Write the next part of the forum discussion below on estimating total passenger weight for a flight, starting right after its last sentence.

## DOCUMENT SECTION
# # # # # # #

Or more maybe.. what *most* people weigh. However the current system seems to work so "don't fix it" if it ain't broken sort of thing
 
Or more maybe.. what *most* people weigh. However the current system seems to work so "don't fix it" if it ain't broken sort of thing

You mean the mode? Careful, that would be problematic in a multi-mode distribution. You know, populations with established dimorphism....like humans. Given there's more females than males, you can easily grab the the higher count but left-bound mode, and exacerbate the undercounting concern. Thus, median would be a better predictor of the load in any given flight for a multi-polar population.
 
Thus, median would be a better predictor of the load in any given flight for a multi-polar population.

Not sure this is true. While median is an outlier-resistant estimator, the whole point here is that we're computing expected overall sample sum, including those outliers. The population mean is the unbiased estimator for that sampled mean.

Imagine a population where 90% of people weigh 200lbs and 10% weigh 300lbs. The median would of course be 200, and that is useful for thinking about the population. When you fill a plane with 100 people, though, those outliers show up! The sum of the weights will be n*(mean weight), not n*(median weight).

The best approach would be to take the total distribution of passenger weights and compute the 50th (or whatever, pick 99th percentile to be safe) percentile sum of n samples from that distribution, where n is the number of passengers. By central limit theorem this median will tend to n*population mean as n increases.
 
Imagine a population where 90% of people weigh 200lbs and 10% weigh 300lbs. The median would of course be 200, and that is useful for thinking about the population. When you fill a plane with 100 people, though, those outliers show up! The sum of the weights will be n*(mean weight), not n*(median weight).

# # # # # # #

## RECORDED DATA
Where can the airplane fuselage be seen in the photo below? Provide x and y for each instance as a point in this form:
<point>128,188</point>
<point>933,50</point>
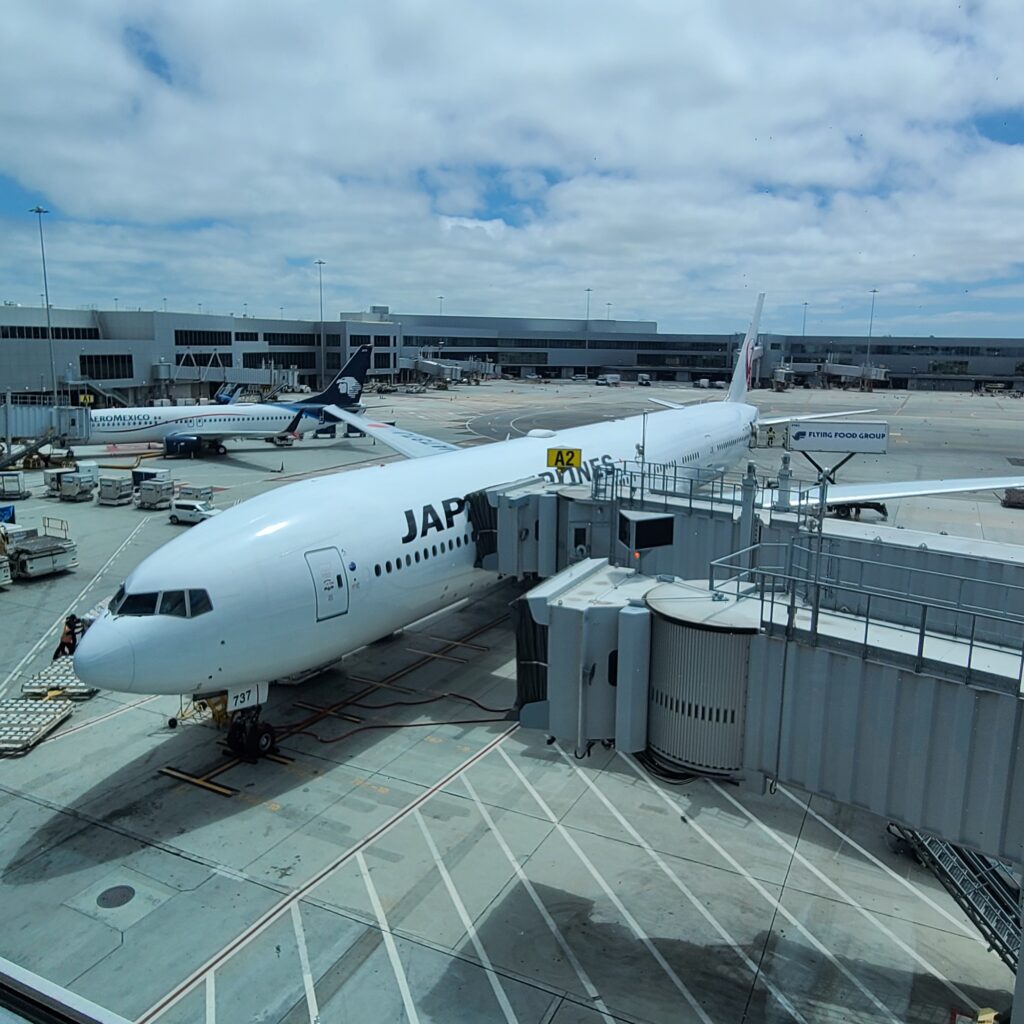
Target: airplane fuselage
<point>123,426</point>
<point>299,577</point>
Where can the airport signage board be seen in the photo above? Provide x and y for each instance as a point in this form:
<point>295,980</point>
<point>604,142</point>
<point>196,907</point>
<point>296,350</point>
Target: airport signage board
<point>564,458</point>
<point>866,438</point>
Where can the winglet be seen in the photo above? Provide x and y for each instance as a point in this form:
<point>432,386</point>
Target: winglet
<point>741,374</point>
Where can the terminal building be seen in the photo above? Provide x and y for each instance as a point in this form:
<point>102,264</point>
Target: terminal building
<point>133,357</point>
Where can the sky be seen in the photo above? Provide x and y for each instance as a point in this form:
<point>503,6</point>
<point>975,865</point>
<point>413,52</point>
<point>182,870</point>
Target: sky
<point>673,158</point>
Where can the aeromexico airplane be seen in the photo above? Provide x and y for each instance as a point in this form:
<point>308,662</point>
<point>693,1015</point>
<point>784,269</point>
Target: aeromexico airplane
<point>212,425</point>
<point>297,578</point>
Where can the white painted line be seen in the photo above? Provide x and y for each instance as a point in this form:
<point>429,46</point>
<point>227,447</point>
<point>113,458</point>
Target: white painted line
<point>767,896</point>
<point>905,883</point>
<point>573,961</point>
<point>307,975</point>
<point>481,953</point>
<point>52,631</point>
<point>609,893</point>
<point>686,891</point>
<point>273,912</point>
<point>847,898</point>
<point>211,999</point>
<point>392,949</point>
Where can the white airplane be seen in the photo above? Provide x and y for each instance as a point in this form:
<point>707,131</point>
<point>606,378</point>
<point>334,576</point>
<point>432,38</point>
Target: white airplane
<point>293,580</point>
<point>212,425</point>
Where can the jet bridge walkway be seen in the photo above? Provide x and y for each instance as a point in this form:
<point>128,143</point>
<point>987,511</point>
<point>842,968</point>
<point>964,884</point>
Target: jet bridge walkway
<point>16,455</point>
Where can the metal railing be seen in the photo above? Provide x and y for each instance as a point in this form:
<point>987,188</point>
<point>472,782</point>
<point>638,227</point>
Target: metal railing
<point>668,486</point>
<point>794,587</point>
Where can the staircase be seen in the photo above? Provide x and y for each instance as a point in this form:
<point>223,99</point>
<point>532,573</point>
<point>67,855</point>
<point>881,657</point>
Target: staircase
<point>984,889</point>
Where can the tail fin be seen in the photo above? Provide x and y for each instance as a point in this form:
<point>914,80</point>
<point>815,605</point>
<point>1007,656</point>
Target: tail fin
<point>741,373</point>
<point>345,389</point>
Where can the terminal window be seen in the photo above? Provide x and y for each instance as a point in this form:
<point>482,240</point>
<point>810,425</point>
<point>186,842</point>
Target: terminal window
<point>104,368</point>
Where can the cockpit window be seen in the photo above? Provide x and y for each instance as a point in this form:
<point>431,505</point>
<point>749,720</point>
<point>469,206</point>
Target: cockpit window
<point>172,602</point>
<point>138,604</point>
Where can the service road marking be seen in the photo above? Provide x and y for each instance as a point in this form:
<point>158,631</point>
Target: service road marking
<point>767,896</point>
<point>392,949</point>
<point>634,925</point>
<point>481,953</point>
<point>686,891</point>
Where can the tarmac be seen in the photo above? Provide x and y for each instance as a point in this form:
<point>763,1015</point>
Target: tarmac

# # # # # # #

## REPLY TO THE EXERCISE
Noted, but that's not the weight population distribution of US passengers. Even a symmetric unipolar mode distribution would be more accurate than a 90/10 hypothetical. To say nothing of the multi-modal population of co-ed pax load representative of most airline flights. My vote is still go with the median.
 
Noted, but that's not the weight population distribution of US passengers. Even a symmetric unipolar mode distribution would be more accurate than a 90/10 hypothetical. To say nothing of the multi-modal population of co-ed pax load representative of most airline flights. My vote is still go with the median.
The point is that the median is not the correct estimator. The hypothetical distribution is just an example to show that. When estimating the actual sum of passenger weights the mean passenger weight is the correct number to use, not the median.
 
It's clear some people think they understand statistics.

Airline passengers are neither all male nor all adult. But the average American adult weight is 181#. Add some kids and some carry-on bags, Bada bing, bada boom.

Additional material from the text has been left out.